**STORED DATA**:
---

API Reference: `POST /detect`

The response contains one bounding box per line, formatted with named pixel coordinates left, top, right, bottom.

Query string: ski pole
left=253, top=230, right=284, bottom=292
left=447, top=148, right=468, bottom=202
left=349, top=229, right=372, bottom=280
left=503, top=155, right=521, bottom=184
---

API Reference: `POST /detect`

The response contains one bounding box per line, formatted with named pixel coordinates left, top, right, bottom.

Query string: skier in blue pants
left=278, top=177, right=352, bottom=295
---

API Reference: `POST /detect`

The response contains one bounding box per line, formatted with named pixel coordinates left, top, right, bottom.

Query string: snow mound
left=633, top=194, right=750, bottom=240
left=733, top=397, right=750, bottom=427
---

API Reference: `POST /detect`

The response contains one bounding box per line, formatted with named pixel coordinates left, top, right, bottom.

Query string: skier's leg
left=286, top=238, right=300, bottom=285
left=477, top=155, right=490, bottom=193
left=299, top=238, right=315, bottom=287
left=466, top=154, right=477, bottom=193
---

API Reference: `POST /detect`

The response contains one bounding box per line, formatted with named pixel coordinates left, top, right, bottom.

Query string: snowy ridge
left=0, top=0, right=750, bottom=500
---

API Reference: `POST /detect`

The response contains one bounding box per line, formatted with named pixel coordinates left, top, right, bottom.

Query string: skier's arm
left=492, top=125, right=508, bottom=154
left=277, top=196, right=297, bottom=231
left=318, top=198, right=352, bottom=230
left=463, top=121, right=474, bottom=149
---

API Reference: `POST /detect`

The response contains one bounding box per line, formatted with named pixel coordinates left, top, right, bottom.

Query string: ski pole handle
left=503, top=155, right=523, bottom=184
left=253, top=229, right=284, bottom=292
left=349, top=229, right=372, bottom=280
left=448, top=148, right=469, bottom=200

**TASK BRIEF**:
Gather every line of the material above that contains the string "Query", matching case.

**TASK ANSWER**:
Query string: ski pole
Query string: skier in blue pants
Query string: snow mound
Query string: skier's leg
Query string: snowy ridge
Query string: skier's arm
Query string: ski pole handle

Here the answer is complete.